── ФРАГМЕНТ ДОКУМЕНТА ──

Бруталистская Пальмира
Поздняя советская архитектура, развивая технологии интернационального модернизма, добавляла в нее утопичность. Пальмы из начальственных кабинетов превращались в зимние сады, даже иногда в застекленных подъездах жилых домов. Здесь сходилось сразу две утопии: советское покорение Крайнего Севера, когда в краю сверхнизких температур и полярных ночей должны были быть построены огромные застекленные комплексы с искусственным светом и тропическими растениями, и еще старорежимные утопии, такие как образ Петербурга как Северной Пальмиры, где тропическое, солнечное как бы звучит последним словом в дождливом городе. Предреволюционный египетский модерн города на Неве — указание в сторону такой утопии.

───

# ПОСТАНОВКА ЗАДАЧИ:
Ответьте на три вопроса по фрагменту документа выше.
(a) Что поздняя советская архитектура добавляла в технологии интернационального модернизма?
(b) Во что превращались пальмы из начальственных кабинетов?
(c) Какой образ Петербурга приведен как пример старорежимной утопии?

── ПРЕДОСТАВЛЕННЫЕ ДАННЫЕ ──

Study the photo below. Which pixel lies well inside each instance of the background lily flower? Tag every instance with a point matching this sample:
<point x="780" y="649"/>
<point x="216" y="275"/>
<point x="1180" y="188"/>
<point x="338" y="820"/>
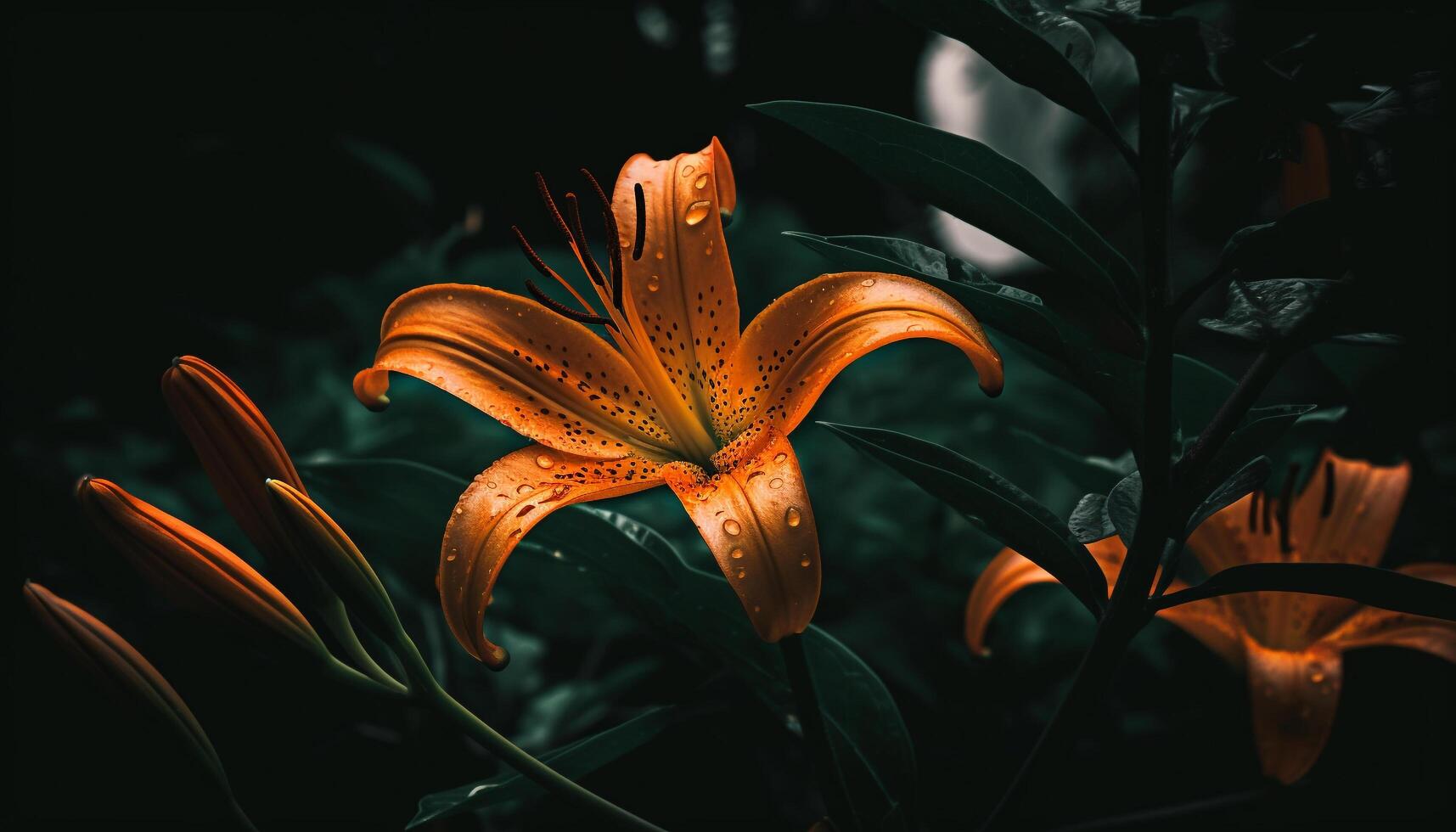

───

# ОТВЕТ НА ЗАДАНИЕ:
(a) Утопичность.
(b) В зимние сады, иногда даже в застекленных подъездах жилых домов.
(c) Образ Петербурга как Северной Пальмиры.